*EXTRACTED MATERIAL*:
— Start —
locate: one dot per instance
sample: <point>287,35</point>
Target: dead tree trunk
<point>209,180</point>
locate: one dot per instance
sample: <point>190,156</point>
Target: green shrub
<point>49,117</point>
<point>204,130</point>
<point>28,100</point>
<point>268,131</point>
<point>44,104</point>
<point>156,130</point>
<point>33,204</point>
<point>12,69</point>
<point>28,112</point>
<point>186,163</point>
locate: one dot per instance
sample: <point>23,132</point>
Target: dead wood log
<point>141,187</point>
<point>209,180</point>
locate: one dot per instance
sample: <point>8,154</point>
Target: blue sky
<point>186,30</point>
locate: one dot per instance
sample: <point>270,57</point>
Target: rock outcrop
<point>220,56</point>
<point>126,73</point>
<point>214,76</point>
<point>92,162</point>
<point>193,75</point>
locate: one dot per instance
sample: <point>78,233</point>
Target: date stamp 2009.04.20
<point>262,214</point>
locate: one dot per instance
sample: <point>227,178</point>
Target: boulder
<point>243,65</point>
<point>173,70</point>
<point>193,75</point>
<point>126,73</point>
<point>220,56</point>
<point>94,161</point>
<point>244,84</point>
— End —
— Start —
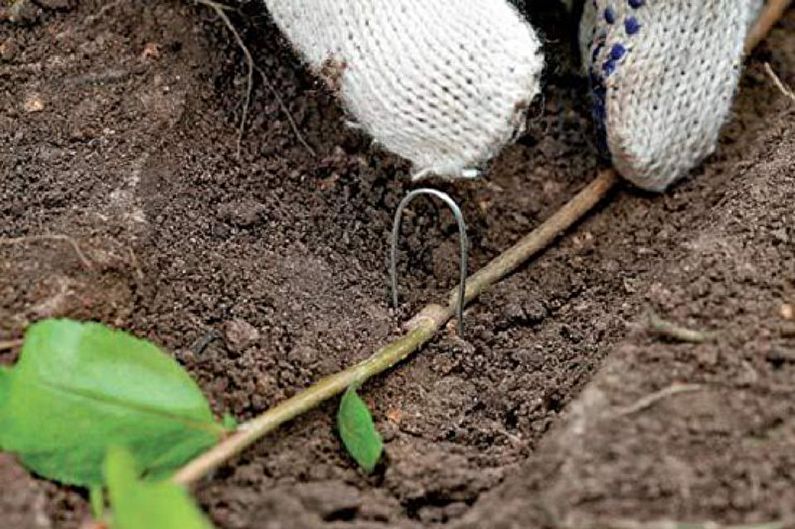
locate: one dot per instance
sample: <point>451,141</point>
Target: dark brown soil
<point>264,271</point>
— End —
*TASK INSTRUCTIONS*: List every line of the records that contains the string "sample". Match case exactly, and copy each matching line in full.

*THE REPLY*:
sample: <point>287,35</point>
sample: <point>190,156</point>
sample: <point>23,132</point>
sample: <point>8,154</point>
sample: <point>270,57</point>
sample: <point>78,233</point>
sample: <point>227,178</point>
sample: <point>451,141</point>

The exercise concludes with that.